(Records drawn from a dataset)
---

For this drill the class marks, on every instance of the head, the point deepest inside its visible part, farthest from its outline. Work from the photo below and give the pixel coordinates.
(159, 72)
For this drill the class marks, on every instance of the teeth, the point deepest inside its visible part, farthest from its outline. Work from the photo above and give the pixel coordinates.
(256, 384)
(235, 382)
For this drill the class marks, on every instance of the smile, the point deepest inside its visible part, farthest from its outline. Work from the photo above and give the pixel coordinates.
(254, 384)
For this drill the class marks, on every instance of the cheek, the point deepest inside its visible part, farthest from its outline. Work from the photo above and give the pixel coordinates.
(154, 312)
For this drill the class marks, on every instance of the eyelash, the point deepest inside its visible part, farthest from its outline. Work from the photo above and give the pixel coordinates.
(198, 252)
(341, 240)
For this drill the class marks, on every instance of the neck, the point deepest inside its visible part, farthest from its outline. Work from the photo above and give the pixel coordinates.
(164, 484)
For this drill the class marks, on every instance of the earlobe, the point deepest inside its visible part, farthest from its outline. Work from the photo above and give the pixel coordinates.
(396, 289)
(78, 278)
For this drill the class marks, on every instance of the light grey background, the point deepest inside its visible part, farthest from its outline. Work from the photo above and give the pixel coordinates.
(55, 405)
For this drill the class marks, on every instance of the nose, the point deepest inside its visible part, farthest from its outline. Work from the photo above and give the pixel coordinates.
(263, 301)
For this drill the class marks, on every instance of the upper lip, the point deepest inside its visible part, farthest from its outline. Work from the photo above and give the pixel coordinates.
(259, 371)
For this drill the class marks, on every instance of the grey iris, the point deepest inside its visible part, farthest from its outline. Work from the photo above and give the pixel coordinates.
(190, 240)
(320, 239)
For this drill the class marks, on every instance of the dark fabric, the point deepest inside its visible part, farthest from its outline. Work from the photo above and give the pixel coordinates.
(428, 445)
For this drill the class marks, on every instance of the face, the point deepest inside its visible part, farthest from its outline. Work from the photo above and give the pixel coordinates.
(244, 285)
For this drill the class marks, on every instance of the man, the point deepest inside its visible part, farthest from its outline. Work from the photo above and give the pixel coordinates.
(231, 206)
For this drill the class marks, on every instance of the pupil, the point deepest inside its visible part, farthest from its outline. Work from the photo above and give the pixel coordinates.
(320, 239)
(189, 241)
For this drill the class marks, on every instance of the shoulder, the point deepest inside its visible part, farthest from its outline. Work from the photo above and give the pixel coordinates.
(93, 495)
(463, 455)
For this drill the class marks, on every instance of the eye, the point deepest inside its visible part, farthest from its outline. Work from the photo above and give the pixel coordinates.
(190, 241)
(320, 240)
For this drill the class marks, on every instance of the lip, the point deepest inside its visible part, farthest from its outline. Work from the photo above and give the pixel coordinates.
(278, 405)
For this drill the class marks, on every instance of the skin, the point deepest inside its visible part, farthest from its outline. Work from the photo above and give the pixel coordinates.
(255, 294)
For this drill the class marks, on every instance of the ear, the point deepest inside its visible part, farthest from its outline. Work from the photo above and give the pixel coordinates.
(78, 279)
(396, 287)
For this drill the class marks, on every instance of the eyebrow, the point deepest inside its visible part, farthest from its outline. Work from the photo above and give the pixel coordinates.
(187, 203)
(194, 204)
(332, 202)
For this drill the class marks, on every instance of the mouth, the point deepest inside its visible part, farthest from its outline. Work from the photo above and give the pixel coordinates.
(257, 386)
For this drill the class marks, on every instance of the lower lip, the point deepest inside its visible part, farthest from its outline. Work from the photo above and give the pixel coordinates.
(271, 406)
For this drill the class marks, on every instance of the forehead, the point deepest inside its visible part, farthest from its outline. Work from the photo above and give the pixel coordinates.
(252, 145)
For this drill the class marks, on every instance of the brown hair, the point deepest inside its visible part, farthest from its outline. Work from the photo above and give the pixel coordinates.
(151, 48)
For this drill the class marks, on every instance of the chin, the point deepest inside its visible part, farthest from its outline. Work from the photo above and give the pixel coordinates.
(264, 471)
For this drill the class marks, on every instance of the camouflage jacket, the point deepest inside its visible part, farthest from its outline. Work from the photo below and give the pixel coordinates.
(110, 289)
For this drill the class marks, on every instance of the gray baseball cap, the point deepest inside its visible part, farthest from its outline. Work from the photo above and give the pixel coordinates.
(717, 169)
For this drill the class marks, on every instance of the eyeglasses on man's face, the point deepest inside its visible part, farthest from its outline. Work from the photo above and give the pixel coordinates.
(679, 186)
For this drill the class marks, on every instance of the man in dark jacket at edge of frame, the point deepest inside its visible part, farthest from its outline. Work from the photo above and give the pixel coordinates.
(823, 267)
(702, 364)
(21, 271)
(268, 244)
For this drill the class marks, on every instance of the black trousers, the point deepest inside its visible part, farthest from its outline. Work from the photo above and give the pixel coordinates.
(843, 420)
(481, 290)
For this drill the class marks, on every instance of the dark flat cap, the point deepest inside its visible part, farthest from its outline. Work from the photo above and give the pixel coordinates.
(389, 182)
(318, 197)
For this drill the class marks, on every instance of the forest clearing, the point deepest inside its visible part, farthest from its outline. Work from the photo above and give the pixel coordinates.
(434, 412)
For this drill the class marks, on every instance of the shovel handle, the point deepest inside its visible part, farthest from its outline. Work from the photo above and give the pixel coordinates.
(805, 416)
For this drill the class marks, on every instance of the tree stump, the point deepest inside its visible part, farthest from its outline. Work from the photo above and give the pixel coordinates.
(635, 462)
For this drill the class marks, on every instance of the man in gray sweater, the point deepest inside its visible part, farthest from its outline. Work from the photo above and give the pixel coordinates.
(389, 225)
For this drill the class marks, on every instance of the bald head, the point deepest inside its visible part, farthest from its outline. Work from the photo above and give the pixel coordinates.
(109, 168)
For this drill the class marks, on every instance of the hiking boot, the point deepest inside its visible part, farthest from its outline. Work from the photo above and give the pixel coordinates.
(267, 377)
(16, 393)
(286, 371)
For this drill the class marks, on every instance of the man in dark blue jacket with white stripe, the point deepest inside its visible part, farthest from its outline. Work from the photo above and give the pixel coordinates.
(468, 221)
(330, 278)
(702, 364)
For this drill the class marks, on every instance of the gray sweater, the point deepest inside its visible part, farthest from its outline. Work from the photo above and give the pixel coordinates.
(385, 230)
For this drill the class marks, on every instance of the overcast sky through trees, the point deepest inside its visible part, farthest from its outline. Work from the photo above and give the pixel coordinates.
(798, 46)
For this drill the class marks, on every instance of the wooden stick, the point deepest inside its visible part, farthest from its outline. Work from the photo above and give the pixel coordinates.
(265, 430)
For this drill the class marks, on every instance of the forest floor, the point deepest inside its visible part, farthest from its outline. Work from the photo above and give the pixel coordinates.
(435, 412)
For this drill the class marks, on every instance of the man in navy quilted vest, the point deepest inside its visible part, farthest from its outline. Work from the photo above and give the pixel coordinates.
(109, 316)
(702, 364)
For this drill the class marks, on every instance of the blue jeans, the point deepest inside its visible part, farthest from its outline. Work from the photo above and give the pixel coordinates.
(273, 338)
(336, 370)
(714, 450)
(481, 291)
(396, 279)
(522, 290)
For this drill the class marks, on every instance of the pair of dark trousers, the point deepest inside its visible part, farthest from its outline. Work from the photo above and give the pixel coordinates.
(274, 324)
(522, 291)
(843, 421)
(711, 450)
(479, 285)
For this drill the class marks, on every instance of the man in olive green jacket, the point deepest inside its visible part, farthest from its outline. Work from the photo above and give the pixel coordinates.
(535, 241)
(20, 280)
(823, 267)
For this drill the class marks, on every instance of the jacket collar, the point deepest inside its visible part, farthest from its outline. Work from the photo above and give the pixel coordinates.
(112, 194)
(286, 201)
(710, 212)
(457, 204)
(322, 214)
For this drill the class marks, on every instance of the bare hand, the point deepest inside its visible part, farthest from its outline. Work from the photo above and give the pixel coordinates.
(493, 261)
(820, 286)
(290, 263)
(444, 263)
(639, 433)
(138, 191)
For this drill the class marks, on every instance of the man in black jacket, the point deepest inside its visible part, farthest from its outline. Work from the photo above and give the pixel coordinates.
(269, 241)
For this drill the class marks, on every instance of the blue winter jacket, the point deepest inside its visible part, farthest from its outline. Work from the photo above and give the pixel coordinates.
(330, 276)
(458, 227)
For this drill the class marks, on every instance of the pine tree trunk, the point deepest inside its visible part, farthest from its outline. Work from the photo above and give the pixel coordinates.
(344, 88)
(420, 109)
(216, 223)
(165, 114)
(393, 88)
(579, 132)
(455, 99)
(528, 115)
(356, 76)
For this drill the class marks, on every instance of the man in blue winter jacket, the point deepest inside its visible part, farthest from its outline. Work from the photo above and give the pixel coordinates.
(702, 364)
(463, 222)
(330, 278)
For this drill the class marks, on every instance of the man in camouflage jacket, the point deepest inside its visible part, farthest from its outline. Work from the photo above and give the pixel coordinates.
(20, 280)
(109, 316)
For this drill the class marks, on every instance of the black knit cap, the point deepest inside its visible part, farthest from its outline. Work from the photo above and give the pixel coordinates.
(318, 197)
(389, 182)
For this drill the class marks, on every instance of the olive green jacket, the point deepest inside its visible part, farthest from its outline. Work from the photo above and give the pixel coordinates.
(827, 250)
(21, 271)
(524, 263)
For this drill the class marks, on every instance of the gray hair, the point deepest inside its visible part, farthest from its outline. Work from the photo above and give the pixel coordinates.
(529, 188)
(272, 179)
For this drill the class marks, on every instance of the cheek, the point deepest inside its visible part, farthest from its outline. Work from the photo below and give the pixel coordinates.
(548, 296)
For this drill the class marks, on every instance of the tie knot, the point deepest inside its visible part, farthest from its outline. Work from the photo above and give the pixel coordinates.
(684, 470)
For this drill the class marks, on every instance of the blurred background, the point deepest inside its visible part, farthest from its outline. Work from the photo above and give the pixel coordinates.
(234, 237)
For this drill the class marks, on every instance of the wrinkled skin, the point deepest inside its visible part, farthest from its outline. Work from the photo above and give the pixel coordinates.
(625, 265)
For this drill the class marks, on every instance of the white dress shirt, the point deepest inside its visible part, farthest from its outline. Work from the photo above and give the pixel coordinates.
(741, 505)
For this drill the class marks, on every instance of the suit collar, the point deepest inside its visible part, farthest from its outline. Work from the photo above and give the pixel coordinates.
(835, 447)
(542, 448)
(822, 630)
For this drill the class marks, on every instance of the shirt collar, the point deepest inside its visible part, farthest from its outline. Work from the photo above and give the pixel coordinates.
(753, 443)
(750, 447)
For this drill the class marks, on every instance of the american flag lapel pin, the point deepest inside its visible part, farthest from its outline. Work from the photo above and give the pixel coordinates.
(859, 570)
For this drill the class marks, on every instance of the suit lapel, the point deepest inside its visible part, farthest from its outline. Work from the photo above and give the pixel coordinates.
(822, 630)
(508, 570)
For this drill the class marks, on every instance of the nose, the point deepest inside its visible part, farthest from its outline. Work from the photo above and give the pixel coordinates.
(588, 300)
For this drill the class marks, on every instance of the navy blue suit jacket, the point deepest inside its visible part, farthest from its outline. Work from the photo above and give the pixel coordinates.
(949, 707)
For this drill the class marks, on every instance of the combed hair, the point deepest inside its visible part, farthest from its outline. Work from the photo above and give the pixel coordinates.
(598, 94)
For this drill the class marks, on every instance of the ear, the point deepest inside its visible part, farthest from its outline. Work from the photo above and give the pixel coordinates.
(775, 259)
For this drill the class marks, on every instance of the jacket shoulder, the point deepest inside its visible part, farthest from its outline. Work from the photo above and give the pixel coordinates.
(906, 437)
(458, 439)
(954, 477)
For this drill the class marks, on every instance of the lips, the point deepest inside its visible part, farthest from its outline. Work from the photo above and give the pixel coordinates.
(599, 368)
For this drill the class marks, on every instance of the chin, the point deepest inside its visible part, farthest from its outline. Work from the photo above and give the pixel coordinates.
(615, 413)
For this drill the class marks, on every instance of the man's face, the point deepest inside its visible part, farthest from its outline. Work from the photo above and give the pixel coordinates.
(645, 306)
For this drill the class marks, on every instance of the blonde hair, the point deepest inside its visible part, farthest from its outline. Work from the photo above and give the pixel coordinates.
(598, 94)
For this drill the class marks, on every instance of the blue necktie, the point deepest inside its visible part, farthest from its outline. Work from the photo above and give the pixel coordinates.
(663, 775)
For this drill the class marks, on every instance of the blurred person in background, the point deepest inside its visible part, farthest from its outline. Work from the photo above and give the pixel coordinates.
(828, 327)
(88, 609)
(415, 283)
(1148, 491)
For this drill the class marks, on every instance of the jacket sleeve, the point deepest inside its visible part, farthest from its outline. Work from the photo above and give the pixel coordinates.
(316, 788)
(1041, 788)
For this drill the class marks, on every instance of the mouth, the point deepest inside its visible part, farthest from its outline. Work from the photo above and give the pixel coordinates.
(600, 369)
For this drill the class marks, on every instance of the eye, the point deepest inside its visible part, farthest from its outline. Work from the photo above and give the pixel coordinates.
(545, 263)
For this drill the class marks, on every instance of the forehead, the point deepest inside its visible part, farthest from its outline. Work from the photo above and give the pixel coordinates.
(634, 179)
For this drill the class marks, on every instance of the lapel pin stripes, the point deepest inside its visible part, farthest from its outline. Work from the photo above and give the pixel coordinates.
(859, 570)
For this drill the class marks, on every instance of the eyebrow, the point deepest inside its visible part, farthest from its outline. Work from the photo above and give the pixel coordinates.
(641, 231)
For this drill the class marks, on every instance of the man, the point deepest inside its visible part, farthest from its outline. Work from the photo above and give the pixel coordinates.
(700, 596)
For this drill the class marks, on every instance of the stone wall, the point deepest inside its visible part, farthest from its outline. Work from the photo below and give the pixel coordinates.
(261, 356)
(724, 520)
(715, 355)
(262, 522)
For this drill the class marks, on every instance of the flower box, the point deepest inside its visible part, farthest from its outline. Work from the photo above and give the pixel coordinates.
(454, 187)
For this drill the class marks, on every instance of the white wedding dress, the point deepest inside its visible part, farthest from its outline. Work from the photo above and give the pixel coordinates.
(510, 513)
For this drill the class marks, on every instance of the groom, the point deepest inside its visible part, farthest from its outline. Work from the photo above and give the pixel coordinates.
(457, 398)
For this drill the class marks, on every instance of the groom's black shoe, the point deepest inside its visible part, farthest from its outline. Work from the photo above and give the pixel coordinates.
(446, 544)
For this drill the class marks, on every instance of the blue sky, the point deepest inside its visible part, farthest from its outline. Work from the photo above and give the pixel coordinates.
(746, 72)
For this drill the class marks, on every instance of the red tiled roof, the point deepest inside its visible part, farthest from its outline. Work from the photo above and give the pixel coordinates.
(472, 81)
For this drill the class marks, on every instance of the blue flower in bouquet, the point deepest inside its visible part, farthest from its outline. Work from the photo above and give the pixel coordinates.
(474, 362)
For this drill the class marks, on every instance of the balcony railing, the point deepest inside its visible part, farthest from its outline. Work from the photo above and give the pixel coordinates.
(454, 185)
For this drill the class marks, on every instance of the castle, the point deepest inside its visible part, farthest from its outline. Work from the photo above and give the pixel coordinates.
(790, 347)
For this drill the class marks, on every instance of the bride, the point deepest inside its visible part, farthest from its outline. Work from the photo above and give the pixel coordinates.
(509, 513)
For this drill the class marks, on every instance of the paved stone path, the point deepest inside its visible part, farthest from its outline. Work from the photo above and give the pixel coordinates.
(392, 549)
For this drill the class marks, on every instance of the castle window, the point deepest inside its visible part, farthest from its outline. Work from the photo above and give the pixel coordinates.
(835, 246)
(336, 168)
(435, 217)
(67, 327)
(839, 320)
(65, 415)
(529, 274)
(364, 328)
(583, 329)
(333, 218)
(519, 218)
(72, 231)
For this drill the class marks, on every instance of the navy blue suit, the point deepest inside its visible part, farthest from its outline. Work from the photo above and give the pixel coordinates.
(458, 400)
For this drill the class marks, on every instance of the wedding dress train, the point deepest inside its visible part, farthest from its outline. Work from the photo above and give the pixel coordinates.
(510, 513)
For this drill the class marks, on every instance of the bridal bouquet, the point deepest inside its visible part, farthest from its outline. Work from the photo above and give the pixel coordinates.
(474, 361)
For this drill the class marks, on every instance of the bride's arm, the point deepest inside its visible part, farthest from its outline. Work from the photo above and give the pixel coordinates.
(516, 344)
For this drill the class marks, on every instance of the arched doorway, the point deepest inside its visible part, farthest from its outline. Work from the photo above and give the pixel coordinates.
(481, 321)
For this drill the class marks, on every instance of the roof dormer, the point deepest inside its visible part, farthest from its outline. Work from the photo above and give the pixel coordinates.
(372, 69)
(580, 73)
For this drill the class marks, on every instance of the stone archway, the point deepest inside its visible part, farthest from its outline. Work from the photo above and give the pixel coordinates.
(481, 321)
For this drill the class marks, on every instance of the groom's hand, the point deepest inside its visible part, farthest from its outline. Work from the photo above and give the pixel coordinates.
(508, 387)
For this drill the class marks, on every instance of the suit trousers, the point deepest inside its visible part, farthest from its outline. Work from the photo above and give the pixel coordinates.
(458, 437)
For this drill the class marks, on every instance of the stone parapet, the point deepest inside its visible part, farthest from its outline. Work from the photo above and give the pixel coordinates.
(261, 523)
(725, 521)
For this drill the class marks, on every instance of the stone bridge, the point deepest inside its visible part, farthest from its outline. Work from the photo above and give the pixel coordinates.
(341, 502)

---

Work instruction: Your answer must be the lines from the one containing "stone archway, the" through the last line of the entries, copied exactly, with no other lines.

Exercise solution:
For this drill the class marks, on every instance of the stone archway, the point deepest inside its visible part, farthest from its outline. Work from the photo above and give the pixel coordinates.
(481, 321)
For this drill the class marks, on every instance of the groom's hand, the point deepest inside its visible part, farthest from its outline. Work from the photo above and give the pixel coordinates.
(508, 387)
For this drill the class marks, on every instance of the suit trousers, the point deepest inside its visible part, farthest from its outline. Work from the photo above and give the pixel coordinates.
(458, 437)
For this drill the class marks, on every instance of the stone parapet, the point deepest inside its visible part, farthest from its outline. Work from the photo above and give the pixel coordinates.
(261, 523)
(725, 521)
For this drill the class marks, on every instance of the stone bridge, the point deepest inside its visible part, farthest from its outline. Work from the photo above and give the pixel coordinates.
(341, 502)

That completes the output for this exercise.